Exercise aim: Only one portion of the data is to be written out: from the line bearing "Target: white cliff" through the line bearing "Target: sailing yacht". Write it exactly as it appears.

[Natural-language object grounding data]
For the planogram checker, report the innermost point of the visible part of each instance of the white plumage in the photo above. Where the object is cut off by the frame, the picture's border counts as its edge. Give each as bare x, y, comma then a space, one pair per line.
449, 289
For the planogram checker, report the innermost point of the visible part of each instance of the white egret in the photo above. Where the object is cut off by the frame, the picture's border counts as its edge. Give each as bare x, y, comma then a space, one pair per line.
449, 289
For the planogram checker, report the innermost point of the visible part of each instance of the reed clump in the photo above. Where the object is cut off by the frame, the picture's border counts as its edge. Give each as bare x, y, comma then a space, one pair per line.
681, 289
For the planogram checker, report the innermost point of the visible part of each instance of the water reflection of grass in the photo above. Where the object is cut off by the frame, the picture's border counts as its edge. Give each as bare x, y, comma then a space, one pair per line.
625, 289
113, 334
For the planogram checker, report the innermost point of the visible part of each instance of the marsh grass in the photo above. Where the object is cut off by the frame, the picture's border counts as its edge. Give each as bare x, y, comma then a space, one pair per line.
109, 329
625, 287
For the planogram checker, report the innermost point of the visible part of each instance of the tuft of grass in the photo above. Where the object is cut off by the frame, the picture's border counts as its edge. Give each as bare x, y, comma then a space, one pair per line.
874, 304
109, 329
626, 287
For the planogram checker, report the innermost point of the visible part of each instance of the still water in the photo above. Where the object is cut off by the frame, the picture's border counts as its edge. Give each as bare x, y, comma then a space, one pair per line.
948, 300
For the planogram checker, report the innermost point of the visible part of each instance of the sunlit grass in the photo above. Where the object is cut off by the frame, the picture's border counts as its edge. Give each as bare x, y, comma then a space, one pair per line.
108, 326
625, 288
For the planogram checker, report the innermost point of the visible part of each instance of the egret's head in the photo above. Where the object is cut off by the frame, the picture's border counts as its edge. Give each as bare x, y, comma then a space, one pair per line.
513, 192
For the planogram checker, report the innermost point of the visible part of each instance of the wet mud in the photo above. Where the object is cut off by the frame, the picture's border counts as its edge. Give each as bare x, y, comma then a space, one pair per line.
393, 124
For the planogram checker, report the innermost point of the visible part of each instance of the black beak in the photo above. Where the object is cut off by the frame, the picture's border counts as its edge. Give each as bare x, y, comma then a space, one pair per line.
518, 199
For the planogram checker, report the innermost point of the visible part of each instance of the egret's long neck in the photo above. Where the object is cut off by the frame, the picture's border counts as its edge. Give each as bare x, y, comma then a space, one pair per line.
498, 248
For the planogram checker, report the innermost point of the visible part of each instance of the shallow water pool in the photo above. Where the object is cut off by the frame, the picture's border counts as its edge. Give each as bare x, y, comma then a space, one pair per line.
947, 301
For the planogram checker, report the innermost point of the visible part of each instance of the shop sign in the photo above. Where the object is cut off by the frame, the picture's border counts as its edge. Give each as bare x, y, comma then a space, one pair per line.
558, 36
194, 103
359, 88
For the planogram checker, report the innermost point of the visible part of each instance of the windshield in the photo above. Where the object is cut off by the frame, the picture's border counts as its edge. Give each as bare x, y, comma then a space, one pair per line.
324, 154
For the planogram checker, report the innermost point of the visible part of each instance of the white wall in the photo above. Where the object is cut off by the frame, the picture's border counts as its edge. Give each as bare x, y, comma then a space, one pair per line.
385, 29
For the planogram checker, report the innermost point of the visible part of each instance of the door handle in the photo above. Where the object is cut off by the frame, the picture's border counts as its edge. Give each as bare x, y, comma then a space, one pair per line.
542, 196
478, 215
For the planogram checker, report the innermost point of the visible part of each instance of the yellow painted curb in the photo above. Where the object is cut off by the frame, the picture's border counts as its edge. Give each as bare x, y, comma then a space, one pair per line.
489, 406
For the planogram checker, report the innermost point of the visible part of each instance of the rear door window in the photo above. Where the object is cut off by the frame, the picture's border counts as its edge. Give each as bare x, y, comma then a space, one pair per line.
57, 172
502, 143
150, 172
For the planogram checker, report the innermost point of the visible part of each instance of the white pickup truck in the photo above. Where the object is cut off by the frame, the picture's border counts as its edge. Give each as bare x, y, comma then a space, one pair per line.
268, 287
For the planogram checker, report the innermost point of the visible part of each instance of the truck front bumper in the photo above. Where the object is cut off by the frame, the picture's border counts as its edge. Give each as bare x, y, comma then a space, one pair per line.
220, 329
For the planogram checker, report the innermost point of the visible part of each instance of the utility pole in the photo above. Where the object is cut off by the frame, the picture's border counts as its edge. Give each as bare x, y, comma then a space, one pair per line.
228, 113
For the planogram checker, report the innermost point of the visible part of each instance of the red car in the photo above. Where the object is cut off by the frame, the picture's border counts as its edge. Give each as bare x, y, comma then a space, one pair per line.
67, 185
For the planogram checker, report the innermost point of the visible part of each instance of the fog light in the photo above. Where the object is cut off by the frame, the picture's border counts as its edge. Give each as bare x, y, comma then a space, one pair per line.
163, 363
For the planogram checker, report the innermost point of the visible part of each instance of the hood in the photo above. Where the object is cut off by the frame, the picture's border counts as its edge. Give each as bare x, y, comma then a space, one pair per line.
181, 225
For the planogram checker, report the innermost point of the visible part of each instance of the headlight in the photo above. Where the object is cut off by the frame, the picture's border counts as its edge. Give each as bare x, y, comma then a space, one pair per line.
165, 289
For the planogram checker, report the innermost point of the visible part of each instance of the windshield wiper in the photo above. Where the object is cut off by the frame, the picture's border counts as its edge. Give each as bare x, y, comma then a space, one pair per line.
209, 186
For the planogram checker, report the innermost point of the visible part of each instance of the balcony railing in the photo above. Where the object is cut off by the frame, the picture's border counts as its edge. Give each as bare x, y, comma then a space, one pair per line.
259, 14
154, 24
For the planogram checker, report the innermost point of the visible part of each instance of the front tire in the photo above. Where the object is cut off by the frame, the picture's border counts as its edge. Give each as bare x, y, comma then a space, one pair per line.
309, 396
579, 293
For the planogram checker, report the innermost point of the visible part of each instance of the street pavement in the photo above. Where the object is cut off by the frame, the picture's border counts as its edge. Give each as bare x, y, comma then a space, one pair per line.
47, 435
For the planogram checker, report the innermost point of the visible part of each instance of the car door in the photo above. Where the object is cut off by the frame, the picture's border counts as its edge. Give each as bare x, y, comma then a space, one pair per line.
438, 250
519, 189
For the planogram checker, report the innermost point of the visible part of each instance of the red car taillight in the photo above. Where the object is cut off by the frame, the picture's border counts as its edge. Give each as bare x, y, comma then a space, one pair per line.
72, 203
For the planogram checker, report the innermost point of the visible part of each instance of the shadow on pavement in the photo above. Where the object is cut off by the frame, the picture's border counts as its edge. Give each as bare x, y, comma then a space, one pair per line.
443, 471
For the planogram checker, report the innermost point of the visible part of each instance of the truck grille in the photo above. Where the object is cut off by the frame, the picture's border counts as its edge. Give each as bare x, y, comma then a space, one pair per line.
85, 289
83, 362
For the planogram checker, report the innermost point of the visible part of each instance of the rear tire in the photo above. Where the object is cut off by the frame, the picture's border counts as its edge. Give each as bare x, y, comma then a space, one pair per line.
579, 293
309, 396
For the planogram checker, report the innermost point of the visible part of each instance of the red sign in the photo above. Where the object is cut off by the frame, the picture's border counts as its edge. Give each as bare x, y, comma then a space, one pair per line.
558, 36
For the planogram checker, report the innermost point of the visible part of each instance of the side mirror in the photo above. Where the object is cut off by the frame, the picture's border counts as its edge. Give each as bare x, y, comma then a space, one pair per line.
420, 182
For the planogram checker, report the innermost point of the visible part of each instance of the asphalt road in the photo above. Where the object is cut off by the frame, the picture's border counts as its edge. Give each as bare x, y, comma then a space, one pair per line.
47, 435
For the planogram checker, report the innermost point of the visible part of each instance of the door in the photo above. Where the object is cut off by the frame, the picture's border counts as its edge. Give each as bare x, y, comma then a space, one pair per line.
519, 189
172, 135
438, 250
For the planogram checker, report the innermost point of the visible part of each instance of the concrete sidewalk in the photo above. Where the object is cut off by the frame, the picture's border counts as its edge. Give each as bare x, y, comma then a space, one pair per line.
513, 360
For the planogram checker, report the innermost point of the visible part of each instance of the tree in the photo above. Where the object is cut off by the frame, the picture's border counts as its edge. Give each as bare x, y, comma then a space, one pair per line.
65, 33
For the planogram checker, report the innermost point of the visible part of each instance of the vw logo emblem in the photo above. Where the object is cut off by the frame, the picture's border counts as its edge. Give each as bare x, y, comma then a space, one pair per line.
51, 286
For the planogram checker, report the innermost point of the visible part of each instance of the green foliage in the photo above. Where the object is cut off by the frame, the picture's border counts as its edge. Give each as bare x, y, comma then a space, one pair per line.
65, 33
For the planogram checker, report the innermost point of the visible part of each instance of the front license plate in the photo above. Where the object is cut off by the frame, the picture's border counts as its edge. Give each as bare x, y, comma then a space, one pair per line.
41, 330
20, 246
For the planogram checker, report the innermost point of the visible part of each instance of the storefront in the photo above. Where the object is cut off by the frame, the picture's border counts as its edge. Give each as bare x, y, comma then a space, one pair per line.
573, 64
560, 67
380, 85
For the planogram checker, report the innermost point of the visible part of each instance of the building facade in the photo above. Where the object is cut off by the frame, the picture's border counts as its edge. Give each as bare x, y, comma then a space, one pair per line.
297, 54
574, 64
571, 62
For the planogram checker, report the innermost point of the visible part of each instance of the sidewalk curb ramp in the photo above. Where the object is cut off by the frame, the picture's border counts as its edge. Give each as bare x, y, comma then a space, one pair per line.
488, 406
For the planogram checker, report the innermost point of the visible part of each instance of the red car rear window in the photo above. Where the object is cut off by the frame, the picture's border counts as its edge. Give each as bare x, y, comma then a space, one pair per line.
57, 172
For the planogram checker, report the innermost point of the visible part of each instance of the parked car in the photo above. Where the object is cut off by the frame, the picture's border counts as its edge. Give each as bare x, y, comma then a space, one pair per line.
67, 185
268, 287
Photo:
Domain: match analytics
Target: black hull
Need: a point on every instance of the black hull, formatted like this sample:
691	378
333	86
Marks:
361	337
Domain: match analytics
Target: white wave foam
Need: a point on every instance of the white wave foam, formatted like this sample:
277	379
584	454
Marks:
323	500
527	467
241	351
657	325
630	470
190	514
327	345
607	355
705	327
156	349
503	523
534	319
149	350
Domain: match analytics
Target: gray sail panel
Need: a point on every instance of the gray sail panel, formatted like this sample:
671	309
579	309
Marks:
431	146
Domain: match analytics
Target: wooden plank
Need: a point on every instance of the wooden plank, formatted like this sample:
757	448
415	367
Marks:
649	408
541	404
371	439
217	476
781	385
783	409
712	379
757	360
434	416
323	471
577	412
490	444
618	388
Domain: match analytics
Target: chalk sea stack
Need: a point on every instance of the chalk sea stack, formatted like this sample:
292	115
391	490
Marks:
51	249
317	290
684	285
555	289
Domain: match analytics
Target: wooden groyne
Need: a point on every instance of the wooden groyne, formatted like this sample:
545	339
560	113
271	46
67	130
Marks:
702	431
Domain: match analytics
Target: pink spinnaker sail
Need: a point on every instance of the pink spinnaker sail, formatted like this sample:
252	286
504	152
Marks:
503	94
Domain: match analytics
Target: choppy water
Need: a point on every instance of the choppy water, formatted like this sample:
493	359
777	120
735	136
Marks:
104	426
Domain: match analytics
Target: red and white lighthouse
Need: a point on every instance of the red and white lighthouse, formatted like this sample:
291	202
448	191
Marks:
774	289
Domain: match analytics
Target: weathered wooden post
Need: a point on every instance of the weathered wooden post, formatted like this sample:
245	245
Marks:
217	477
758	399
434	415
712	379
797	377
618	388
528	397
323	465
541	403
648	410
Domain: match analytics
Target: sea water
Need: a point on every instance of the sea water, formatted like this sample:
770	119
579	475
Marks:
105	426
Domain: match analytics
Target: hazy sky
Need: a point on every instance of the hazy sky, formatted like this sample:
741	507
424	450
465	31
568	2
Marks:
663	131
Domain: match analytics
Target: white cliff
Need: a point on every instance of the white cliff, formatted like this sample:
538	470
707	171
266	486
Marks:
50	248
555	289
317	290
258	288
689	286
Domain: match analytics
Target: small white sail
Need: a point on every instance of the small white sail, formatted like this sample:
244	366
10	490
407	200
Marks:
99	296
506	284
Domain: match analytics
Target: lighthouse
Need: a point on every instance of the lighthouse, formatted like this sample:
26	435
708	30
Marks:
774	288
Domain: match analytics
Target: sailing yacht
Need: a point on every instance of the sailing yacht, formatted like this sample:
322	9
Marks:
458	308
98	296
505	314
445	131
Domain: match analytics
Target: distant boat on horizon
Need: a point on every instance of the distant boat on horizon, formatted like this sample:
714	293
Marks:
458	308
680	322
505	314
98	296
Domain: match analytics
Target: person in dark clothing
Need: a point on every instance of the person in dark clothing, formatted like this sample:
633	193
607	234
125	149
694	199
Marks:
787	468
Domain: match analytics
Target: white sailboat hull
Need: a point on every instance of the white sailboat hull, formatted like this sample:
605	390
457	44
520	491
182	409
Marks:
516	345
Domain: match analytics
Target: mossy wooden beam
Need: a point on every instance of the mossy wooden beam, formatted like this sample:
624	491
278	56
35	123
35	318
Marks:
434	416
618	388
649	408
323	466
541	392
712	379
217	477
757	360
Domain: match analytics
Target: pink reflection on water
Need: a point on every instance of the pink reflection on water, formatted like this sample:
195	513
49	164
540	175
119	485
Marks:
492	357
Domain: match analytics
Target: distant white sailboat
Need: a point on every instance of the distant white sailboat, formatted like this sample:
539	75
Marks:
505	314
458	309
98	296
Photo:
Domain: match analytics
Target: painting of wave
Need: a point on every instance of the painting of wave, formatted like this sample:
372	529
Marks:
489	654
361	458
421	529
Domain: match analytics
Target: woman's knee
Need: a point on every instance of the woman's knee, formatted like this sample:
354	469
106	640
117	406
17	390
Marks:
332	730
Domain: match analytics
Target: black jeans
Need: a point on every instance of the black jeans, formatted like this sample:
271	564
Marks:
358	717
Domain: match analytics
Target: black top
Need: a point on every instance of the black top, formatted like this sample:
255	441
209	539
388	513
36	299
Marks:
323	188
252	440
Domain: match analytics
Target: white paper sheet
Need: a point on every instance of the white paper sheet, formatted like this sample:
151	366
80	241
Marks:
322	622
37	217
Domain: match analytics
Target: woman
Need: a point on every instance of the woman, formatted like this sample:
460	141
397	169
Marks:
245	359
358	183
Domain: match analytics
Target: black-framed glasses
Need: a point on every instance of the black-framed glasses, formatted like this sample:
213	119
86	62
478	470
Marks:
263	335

Result of this task:
Target: white cliff
Need: a point on every instance of the white cliff, formatted like this sample:
538	470
707	171
266	486
Marks:
50	248
555	289
317	290
258	288
689	286
Domain: match analytics
Target: small white sail
Need: a point on every instance of the small white sail, formatted like this sample:
244	366
10	490
407	200
Marks:
99	296
506	284
Domain: match analytics
Target: lighthouse
Need: a point on every instance of the lighthouse, formatted like this sample:
26	435
708	30
Marks:
774	288
Domain: match analytics
Target: sailing yacht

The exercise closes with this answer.